PASSAGE PROVIDED:
----------------------------------------

The world consumes approximately 2.3 trillion eggs per year. That's roughly 290 eggs per person on the planet annually.
Global egg consumption stands at approximately 2.3 trillion eggs per year, a figure derived from FAO production data adjusted for trade flows and on-farm use. Divided across the roughly 8 billion people on Earth, that works out to about 290 eggs per person per year, or approximately 5.6 eggs per person per week. The number is a statistical average across populations ranging from countries where eggs are consumed daily to regions where annual per capita consumption is below 50. It is also an undercount in one direction: a significant fraction of egg production is used as an ingredient in processed foods, meaning much of the consumption is invisible at the point of final purchase.
## What 2.3 Trillion Eggs Actually Means
The number 2.3 trillion is difficult to reason about intuitively. Some anchoring facts: if you arranged 2.3 trillion eggs in a single layer, they would cover a land area approximately the size of Germany. If you could somehow eat one egg per second without stopping, consuming the world's annual supply would take approximately 73,000 years. The combined weight of 2.3 trillion eggs, at roughly 55 grams each, is approximately 126 million metric tonnes, more than the entire global production of steel in many years.

----------------------------------------

EXERCISES:
(a) Recast the paragraph of the passage on egg consumption that begins "Global egg consumption stands at" as a short bulleted list that keeps its main facts.
(b) Answer these questions from the passage on egg consumption:
(i) How long would it take to eat the world's annual egg supply at one egg per second?
(ii) What is the 2.3 trillion figure derived from?
(iii) What weight per egg is used to calculate the combined weight?
(c) Echo the passage on egg consumption word for word, from "## What 2.3" up to and including "in many years.".
Rely only on the passage on egg consumption.

----------------------------------------

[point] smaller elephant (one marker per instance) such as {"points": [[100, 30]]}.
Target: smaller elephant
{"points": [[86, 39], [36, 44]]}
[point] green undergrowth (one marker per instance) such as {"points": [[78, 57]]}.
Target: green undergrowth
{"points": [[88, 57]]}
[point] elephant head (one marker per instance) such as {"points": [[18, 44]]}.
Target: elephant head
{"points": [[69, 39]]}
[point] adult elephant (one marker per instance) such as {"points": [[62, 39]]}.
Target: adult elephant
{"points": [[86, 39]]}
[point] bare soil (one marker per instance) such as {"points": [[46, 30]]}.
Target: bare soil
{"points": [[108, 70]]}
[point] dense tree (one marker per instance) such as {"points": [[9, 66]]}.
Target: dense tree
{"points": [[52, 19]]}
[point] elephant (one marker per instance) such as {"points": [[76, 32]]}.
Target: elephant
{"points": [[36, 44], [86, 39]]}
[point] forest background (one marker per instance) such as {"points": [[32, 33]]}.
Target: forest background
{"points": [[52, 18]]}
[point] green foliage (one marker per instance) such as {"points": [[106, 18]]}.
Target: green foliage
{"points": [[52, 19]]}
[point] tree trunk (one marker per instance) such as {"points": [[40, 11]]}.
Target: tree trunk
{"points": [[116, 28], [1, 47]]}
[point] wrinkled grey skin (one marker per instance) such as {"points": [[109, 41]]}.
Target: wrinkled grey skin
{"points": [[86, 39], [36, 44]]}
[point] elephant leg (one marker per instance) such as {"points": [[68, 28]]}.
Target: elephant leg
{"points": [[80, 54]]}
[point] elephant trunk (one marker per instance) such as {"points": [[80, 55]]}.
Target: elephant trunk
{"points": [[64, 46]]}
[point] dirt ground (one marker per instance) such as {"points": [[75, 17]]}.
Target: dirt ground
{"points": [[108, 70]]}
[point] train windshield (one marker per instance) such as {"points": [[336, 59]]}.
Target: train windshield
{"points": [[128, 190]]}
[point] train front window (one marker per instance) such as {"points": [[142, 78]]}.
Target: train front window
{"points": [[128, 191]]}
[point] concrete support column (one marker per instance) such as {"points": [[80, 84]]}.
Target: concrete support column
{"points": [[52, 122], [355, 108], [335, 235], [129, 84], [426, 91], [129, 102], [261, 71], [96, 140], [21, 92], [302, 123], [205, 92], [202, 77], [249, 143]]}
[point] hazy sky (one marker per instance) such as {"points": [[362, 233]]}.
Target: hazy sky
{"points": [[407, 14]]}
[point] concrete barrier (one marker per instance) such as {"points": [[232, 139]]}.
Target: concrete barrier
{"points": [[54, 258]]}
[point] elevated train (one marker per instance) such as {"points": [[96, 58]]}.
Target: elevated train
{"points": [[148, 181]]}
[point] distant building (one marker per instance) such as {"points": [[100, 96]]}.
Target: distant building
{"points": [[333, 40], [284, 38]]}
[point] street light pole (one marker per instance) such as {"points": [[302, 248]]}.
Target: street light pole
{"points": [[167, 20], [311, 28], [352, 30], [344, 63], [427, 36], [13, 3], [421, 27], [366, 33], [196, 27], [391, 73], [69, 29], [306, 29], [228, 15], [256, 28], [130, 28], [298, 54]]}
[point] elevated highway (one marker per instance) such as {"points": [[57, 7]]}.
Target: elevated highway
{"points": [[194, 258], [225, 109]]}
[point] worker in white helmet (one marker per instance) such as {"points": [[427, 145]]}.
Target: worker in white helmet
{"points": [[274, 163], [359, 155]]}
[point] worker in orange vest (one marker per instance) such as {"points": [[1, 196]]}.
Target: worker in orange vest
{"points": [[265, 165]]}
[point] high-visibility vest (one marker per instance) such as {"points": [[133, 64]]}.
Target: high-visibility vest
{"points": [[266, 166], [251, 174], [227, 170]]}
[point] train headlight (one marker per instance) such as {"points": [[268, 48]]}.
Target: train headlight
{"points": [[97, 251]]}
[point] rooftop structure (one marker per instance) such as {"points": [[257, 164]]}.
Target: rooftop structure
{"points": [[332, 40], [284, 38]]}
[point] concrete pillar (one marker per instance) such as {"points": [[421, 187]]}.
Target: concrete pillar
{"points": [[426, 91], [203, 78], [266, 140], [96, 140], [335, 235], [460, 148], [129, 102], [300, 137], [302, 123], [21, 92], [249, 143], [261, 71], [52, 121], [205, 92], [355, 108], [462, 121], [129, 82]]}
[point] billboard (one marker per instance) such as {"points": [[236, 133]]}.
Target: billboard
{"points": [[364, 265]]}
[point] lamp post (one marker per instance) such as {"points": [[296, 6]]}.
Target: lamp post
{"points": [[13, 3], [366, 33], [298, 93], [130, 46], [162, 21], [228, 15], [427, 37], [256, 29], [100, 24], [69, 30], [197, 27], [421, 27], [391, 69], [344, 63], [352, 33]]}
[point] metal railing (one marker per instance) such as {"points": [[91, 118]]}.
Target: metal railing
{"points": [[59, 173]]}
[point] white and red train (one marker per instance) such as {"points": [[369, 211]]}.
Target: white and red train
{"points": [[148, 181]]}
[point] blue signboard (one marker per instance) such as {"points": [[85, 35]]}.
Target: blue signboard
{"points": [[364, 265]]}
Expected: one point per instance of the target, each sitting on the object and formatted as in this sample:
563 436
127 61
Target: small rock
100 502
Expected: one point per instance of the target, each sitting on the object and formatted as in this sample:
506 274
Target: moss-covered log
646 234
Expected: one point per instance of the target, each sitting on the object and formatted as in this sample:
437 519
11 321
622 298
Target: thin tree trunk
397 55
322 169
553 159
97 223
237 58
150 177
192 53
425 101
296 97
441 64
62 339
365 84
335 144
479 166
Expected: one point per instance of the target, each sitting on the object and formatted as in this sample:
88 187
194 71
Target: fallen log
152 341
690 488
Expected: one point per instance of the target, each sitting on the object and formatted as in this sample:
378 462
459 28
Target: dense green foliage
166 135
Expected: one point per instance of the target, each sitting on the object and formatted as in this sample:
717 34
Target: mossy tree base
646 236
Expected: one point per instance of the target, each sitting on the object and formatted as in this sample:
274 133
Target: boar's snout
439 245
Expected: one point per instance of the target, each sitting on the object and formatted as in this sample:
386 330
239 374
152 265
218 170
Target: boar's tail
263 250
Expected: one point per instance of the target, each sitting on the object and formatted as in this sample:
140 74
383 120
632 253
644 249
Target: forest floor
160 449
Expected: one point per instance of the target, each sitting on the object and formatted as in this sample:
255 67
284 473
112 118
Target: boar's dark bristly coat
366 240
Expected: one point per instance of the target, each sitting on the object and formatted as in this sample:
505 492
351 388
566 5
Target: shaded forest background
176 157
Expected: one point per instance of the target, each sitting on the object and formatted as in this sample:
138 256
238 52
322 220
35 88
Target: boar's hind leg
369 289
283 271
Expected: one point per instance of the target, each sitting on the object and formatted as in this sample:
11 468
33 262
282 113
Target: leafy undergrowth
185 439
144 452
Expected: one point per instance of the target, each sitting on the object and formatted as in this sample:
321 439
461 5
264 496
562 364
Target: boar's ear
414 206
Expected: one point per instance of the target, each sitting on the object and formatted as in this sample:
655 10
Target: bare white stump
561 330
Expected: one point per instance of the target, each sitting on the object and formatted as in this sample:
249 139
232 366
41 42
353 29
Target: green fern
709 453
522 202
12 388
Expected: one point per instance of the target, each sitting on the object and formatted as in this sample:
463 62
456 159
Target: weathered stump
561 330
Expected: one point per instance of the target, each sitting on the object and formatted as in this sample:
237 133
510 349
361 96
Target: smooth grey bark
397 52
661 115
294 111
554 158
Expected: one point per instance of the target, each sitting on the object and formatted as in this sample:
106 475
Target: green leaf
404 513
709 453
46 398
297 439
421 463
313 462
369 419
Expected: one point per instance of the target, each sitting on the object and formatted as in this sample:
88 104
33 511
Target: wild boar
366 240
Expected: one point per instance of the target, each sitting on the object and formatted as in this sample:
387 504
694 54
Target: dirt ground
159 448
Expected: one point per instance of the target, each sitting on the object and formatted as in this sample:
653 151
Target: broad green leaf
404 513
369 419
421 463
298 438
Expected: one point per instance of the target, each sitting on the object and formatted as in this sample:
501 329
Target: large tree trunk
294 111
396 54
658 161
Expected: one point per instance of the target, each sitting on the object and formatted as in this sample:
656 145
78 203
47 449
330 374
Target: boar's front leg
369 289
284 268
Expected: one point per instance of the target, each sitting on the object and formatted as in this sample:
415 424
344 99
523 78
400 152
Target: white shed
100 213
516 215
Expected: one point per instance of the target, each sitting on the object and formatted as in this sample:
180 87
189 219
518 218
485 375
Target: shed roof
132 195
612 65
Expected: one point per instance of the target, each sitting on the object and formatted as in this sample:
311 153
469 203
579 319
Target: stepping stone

----------------------------------------

SOLVED TASKS:
(a)
- The world consumes about 2.3 trillion eggs a year, based on FAO production data adjusted for trade flows and on-farm use.
- Spread across roughly 8 billion people, that is about 290 eggs per person per year, or about 5.6 per week.
- The figure is a statistical average covering countries where eggs are eaten daily and regions where annual per capita consumption is below 50.
- It is also an undercount, since much egg production goes into processed foods and is invisible at the point of final purchase.

(b)
(i) Approximately 73,000 years.
(ii) FAO production data adjusted for trade flows and on-farm use.
(iii) Roughly 55 grams.

(c)
## What 2.3 Trillion Eggs Actually Means
The number 2.3 trillion is difficult to reason about intuitively. Some anchoring facts: if you arranged 2.3 trillion eggs in a single layer, they would cover a land area approximately the size of Germany. If you could somehow eat one egg per second without stopping, consuming the world's annual supply would take approximately 73,000 years. The combined weight of 2.3 trillion eggs, at roughly 55 grams each, is approximately 126 million metric tonnes, more than the entire global production of steel in many years.